··· DATASET EXTRACT

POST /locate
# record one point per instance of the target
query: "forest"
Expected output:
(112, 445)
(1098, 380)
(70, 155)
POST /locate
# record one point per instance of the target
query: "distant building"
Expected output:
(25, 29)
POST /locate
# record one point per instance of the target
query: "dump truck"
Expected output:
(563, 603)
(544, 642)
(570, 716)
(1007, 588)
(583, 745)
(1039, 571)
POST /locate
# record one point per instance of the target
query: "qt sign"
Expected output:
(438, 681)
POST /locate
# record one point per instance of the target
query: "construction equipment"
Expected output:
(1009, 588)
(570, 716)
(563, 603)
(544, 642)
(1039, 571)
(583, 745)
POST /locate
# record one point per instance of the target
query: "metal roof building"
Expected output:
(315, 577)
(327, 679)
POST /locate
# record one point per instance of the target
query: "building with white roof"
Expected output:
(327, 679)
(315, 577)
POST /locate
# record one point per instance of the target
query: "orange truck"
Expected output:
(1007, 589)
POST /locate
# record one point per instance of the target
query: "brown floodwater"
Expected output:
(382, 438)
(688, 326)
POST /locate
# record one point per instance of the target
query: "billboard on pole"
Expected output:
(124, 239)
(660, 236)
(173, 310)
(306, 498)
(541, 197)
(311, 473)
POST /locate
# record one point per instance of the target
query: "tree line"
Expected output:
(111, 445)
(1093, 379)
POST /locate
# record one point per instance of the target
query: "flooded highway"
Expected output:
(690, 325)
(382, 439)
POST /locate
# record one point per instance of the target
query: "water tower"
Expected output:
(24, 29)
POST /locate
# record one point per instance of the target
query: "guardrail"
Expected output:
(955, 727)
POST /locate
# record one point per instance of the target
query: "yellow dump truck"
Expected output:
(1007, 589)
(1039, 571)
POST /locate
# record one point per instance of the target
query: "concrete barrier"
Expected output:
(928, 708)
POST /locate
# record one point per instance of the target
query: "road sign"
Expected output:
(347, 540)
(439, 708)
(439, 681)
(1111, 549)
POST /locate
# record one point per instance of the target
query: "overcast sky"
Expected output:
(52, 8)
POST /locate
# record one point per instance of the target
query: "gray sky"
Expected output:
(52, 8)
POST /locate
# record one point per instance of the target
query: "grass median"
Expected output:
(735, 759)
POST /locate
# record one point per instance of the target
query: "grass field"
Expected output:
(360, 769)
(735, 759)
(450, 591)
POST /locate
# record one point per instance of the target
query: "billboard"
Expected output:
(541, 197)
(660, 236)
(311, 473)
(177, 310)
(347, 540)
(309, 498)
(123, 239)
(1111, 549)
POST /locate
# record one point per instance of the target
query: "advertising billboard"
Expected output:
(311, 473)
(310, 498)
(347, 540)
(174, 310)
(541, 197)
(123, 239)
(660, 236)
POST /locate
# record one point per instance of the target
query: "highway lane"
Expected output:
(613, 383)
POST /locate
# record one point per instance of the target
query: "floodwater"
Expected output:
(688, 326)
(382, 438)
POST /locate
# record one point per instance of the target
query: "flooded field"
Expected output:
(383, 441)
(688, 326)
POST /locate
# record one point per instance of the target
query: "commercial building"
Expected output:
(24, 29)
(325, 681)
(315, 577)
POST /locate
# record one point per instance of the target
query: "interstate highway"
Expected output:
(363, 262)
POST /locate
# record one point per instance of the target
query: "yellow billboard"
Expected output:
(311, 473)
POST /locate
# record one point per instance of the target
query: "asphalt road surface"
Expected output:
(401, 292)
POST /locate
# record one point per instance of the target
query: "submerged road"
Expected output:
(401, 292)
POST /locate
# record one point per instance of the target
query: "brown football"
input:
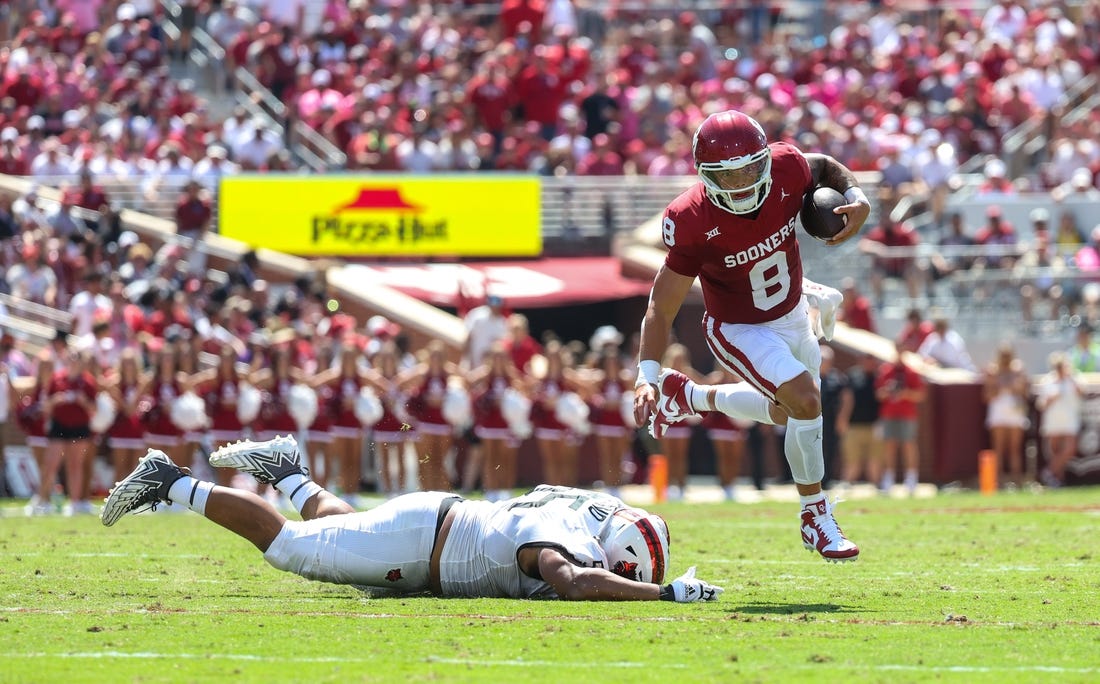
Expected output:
(817, 217)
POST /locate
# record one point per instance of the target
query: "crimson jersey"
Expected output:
(748, 265)
(67, 411)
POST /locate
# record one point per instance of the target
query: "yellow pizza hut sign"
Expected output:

······

YOUR GOAL –
Find how many lines in the material hold the word "truck" and state that number alone.

YOUR SOLUTION –
3